**WHAT YOU ARE ASKED TO DO:**
What is needed here is a verbatim copy of the records that follow.

● ● ● ● ●

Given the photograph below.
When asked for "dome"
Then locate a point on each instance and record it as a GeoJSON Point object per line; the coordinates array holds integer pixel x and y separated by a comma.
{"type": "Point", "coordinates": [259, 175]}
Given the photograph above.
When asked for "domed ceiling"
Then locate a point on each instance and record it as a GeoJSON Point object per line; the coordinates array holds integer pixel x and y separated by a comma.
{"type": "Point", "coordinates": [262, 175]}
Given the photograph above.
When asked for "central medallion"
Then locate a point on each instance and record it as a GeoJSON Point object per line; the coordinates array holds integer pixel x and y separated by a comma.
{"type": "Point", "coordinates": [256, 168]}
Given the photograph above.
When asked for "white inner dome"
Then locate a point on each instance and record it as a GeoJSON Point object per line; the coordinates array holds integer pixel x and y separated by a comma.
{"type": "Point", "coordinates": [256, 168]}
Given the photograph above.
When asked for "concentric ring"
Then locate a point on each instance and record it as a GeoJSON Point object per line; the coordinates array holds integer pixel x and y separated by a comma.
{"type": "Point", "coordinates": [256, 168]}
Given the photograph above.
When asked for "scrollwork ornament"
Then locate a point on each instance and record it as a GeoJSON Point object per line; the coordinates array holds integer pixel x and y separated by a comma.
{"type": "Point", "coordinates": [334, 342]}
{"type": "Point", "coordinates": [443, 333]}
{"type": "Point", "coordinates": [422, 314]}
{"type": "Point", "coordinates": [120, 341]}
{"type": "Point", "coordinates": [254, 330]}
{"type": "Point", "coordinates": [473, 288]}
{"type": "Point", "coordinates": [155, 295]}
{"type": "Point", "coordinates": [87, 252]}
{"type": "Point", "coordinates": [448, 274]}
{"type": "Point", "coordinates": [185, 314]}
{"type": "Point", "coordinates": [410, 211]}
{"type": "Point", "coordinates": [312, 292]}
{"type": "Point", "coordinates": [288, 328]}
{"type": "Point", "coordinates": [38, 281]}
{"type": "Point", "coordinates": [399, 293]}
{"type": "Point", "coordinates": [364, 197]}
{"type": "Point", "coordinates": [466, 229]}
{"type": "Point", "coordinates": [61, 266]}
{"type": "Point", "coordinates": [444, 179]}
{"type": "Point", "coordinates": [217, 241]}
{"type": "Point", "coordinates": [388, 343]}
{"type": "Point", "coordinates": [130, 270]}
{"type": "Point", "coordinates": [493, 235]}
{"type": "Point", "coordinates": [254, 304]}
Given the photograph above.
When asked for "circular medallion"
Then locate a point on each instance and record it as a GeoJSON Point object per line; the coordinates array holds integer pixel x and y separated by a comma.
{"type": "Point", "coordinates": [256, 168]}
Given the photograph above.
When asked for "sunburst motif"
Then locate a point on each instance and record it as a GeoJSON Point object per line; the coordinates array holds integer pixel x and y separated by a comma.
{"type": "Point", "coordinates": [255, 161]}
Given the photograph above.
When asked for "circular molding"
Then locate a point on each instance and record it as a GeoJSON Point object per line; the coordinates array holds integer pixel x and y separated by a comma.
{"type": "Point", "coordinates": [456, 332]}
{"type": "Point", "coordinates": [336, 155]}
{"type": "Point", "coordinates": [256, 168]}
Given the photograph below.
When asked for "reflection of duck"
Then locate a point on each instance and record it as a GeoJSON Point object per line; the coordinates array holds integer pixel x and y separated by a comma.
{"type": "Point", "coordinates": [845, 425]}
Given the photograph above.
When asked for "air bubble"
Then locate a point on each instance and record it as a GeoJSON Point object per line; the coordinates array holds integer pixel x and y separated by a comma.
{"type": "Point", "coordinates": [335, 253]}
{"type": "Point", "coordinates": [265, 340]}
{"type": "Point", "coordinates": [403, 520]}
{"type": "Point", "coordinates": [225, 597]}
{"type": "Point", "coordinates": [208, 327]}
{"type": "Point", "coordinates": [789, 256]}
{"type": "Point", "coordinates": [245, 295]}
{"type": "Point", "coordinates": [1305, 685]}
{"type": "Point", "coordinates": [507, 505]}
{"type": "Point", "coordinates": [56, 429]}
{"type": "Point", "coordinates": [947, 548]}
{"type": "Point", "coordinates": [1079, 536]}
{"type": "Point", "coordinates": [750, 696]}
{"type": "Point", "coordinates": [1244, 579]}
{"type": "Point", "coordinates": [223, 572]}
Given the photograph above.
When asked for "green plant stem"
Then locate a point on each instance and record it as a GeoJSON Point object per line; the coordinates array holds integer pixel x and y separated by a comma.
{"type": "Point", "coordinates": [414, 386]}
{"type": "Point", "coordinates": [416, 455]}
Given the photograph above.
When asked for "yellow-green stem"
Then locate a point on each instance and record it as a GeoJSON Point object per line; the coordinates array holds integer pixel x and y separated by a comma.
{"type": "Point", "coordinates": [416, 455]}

● ● ● ● ●

**REPLY:**
Given the photograph below.
When asked for "dome"
Then locate a point on each instance and record it as a GeoJSON Point object per line; the coordinates array holds integer pixel x and y separated by a comma.
{"type": "Point", "coordinates": [259, 175]}
Given the photograph above.
When asked for "domed ceiling"
Then locate a point on each instance and record it as a GeoJSON Point object per line; the coordinates array holds integer pixel x and y separated by a comma.
{"type": "Point", "coordinates": [262, 175]}
Given the photograph above.
When asked for "central medallion"
Then locate a point on each instance and record it as a GeoJSON Point object per line; the coordinates array holds integer pixel x and y separated by a comma.
{"type": "Point", "coordinates": [256, 168]}
Given the photograph above.
When asked for "white inner dome"
Then locate a point on each instance and record it as a GeoJSON Point object per line; the coordinates array holds integer pixel x and y separated by a comma.
{"type": "Point", "coordinates": [256, 168]}
Given the photograph above.
When asked for "concentric ring"
Then locate a point on each instance and record it as a GeoJSON Point object per line; the coordinates array holds integer pixel x and y separated by a comma.
{"type": "Point", "coordinates": [256, 168]}
Given the photograph above.
When asked for "scrollwork ornament"
Then locate a point on each instance and record it as a GeoJSON Point object per line; the coordinates array holds integer pixel x and y separated by a comma.
{"type": "Point", "coordinates": [334, 342]}
{"type": "Point", "coordinates": [443, 333]}
{"type": "Point", "coordinates": [422, 314]}
{"type": "Point", "coordinates": [120, 341]}
{"type": "Point", "coordinates": [254, 330]}
{"type": "Point", "coordinates": [473, 288]}
{"type": "Point", "coordinates": [155, 295]}
{"type": "Point", "coordinates": [87, 252]}
{"type": "Point", "coordinates": [448, 274]}
{"type": "Point", "coordinates": [185, 314]}
{"type": "Point", "coordinates": [410, 211]}
{"type": "Point", "coordinates": [312, 292]}
{"type": "Point", "coordinates": [288, 328]}
{"type": "Point", "coordinates": [38, 281]}
{"type": "Point", "coordinates": [399, 293]}
{"type": "Point", "coordinates": [364, 197]}
{"type": "Point", "coordinates": [466, 229]}
{"type": "Point", "coordinates": [61, 266]}
{"type": "Point", "coordinates": [444, 179]}
{"type": "Point", "coordinates": [217, 241]}
{"type": "Point", "coordinates": [388, 343]}
{"type": "Point", "coordinates": [130, 270]}
{"type": "Point", "coordinates": [493, 235]}
{"type": "Point", "coordinates": [254, 304]}
Given the photograph above.
When asked for "circular medallion"
Then locate a point on each instance and record it as a GeoJSON Point object per line; the coordinates array holds integer pixel x and y separated by a comma.
{"type": "Point", "coordinates": [256, 168]}
Given the photograph above.
When asked for "sunburst motif"
Then locate a point on each instance and record it as a GeoJSON Point object per line; the coordinates array holds integer pixel x and y separated by a comma.
{"type": "Point", "coordinates": [255, 161]}
Given the photograph above.
When asked for "circular molding"
Then locate a point on each instance and record it as a GeoJSON Point object per line; the coordinates array holds integer pixel x and y separated by a comma.
{"type": "Point", "coordinates": [456, 332]}
{"type": "Point", "coordinates": [336, 155]}
{"type": "Point", "coordinates": [256, 168]}
Given the photograph below.
When asked for "reflection of duck"
Then locate a point on each instance and record it as a GeoJSON Point object per line; the coordinates array holds integer pixel x and y separated by a comma.
{"type": "Point", "coordinates": [845, 425]}
Given the photograph above.
When asked for "air bubble"
Then locate a point on each instance and record it as a GeoJSON Point object per line; the coordinates array holds integer pixel x and y separated by a comma.
{"type": "Point", "coordinates": [335, 253]}
{"type": "Point", "coordinates": [265, 340]}
{"type": "Point", "coordinates": [403, 520]}
{"type": "Point", "coordinates": [225, 597]}
{"type": "Point", "coordinates": [208, 327]}
{"type": "Point", "coordinates": [789, 256]}
{"type": "Point", "coordinates": [245, 295]}
{"type": "Point", "coordinates": [1305, 685]}
{"type": "Point", "coordinates": [507, 505]}
{"type": "Point", "coordinates": [56, 429]}
{"type": "Point", "coordinates": [947, 548]}
{"type": "Point", "coordinates": [1079, 536]}
{"type": "Point", "coordinates": [750, 696]}
{"type": "Point", "coordinates": [1244, 579]}
{"type": "Point", "coordinates": [223, 572]}
Given the photograph above.
When asked for "green plant stem"
Then locate a point on each instance and record it as a GeoJSON Point object per line; the coordinates array holds integer pixel x and y separated by a comma.
{"type": "Point", "coordinates": [414, 386]}
{"type": "Point", "coordinates": [416, 455]}
Given the photograph above.
When asked for "yellow-green stem"
Then locate a point on each instance and record it as a GeoJSON Point object per line; the coordinates array holds integer pixel x and y separated by a comma.
{"type": "Point", "coordinates": [416, 455]}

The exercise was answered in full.